[Opening Exercise text section]
The design of electrical equipment and instrumentation is based on the nature of the flammable hazard in a process area. The hazardous area classification method used in the USA is defined in the National Electrical Code; it is a function of the nature and degree of the flammable hazards within a particular area. The rating method includes Classes I, II, and III, Groups A-G, and Divisions 1 or 2.
The classes are related to the nature of the flammable material:
· Class I: Locations where flammable gases or vapors are present.
· Class II: The same but for combustible dusts.
· Class III: Hazard locations where combustible fibers or dusts are present but not likely to be in suspension.
The groups designate the presence of specific flammable chemical types. Chemicals that are grouped have equivalent hazards:
· Group A: acetylene
· Group B: hydrogen, ethylene
· Group C: carbon monoxide, hydrogen sulfide
· Group D: butane, ethane, ethyl alcohol
· Group E: aluminum dust
· Group F: carbon black
· Group G: flour
Division designations are categorized in relation to the probability of the material being within its flammable or explosive regions:
· Division 1: Probability of ignition is high; that is, flammable concentrations are normally present.
[Closing Exercise text section]
Task directions →
Please answer these questions from the hazardous area classification text:
1. Which code defines the hazardous area classification method used in the USA?
2. Which group does carbon monoxide belong to?
3. Under Division 1, how often are flammable concentrations present?
[Opening Listed entries section]
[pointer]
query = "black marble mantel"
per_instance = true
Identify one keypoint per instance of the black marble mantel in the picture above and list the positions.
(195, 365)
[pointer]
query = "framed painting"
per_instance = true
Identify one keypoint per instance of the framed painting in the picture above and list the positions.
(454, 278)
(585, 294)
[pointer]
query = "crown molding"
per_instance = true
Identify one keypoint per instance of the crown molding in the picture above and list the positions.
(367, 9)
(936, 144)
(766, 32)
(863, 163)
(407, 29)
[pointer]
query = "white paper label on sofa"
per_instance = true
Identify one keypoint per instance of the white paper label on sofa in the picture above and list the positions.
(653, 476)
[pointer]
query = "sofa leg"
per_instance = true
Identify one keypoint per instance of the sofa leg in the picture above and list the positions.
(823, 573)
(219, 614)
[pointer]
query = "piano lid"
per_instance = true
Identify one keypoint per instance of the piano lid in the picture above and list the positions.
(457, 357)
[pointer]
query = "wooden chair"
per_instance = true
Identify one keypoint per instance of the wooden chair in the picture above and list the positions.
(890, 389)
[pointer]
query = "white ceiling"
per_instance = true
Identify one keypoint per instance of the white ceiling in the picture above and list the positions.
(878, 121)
[Closing Listed entries section]
[Opening Listed entries section]
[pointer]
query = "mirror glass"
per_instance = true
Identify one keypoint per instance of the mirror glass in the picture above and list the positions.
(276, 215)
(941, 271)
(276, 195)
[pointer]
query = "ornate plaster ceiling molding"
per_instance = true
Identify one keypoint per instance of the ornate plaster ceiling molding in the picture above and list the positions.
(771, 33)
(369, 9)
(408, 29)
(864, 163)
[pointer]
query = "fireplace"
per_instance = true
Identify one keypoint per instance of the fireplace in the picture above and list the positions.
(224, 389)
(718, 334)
[Closing Listed entries section]
[Opening Listed entries section]
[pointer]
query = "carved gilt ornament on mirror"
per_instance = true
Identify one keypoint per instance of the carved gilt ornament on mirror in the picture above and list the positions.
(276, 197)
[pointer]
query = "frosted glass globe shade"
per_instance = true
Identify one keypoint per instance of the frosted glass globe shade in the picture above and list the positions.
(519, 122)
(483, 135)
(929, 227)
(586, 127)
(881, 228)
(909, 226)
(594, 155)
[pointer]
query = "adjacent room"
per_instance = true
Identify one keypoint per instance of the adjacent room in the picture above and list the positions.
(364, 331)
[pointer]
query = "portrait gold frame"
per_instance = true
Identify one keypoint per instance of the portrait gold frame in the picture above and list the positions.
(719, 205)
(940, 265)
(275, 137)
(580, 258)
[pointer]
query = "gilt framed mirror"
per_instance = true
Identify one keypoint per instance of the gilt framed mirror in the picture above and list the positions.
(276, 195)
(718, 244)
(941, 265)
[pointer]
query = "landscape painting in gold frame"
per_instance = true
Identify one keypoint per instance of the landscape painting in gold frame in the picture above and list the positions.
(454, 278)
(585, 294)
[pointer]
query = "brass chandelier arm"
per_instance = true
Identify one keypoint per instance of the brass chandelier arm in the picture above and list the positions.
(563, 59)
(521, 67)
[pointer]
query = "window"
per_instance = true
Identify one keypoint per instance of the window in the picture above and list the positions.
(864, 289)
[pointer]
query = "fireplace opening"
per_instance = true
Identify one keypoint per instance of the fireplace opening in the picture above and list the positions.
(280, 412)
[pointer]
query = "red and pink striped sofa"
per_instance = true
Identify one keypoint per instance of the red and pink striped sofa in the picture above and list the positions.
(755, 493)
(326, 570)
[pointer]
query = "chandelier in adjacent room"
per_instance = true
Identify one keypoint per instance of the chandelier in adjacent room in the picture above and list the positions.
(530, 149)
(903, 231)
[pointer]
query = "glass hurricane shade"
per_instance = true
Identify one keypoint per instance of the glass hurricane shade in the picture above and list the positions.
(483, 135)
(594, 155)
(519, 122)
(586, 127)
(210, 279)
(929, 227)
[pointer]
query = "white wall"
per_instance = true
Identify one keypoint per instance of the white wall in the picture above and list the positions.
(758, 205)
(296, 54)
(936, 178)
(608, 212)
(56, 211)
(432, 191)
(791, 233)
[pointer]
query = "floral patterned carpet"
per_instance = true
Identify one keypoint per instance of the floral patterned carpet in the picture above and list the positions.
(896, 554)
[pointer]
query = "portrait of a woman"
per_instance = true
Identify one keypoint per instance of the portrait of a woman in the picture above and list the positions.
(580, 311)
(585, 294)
[Closing Listed entries section]
Result of this exercise →
1. The National Electrical Code
2. Group C
3. They are normally present.